(Saved entries)
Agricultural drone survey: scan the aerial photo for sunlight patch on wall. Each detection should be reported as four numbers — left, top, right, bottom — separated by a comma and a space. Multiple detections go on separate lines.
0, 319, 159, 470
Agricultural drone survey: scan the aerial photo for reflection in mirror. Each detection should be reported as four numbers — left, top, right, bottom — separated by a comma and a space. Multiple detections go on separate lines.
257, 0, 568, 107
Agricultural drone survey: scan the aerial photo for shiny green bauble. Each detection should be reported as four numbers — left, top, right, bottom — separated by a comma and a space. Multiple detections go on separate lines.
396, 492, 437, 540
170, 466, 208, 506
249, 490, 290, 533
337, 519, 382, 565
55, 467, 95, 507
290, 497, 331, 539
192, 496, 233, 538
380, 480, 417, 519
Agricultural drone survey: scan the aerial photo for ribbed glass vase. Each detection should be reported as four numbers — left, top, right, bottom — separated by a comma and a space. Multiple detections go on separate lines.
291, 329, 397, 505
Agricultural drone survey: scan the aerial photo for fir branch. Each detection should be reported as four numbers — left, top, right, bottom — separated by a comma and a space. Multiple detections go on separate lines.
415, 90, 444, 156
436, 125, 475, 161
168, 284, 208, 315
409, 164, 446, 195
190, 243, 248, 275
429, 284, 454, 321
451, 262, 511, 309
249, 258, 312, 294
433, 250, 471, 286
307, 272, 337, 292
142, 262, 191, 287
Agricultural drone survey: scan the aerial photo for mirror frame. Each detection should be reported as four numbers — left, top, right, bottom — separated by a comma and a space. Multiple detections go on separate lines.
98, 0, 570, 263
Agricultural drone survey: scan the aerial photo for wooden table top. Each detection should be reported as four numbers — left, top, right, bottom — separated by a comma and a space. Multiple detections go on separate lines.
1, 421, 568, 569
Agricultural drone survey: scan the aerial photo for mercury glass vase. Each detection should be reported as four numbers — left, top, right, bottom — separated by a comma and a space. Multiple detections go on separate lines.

**REQUIRED WORK:**
Write out all of the records once more, exactly.

**RESPONSE AREA:**
Agricultural drone survey: scan the aerial photo for sunlight patch on wall. Each detection should be reported as four numbers — left, top, right, bottom — separated by a comma and a space. Multiple detections go on separate lines.
0, 319, 159, 470
Agricultural drone survey: scan the aerial photo for reflection in mirror. Each detection should be reported as four numbers — left, top, right, bottom — separated by a comma and a space. Multiple detections go on separate lines.
257, 0, 568, 107
Agricultural drone survey: scan the aerial photo for shiny green bauble. Each detection should be reported as four numbers — left, top, right, bottom — separated by a comma and a space. Multiple detections go on separate lines.
396, 492, 437, 540
170, 466, 208, 506
249, 490, 290, 533
337, 519, 382, 565
55, 467, 95, 507
290, 497, 331, 539
192, 496, 233, 538
380, 480, 417, 519
Agricultural drone survey: scan the aerial photo for ribbed glass vase. Each detection should be reported as four numbers — left, top, right, bottom — separated by a comma and a space. Multiple detections go on separate lines.
291, 329, 397, 505
Agricultural drone survey: scan the aerial photo for fir branch. Each detection should be reported as four numbers — left, top, right, bottom — separated by a comma and a space. Multiple detections go on separate lines.
415, 90, 444, 156
436, 125, 475, 161
168, 284, 208, 315
409, 164, 446, 195
190, 243, 248, 275
429, 284, 454, 321
451, 262, 511, 309
249, 258, 312, 294
433, 250, 471, 286
307, 272, 337, 292
142, 262, 191, 287
Agricultural drone survey: scan the aerial photo for mirror frame. Each detection should be reported as four numbers — left, top, right, bottom — separated by a comma and a space. Multiple detections go on separate lines.
98, 0, 570, 263
Agricultural drone survey: scan the aerial photo for wooden table top. Each detection should be reported as four numbers — left, top, right, bottom — separated by a comma and a space. Multiple detections go on separate lines.
1, 421, 568, 569
Agricultural drone survey: scan the aerial photo for mercury glass vase. Each detection should be reported as four numbers — left, top, right, bottom — separated by a comma and a space. Multiple detections go on separate lines.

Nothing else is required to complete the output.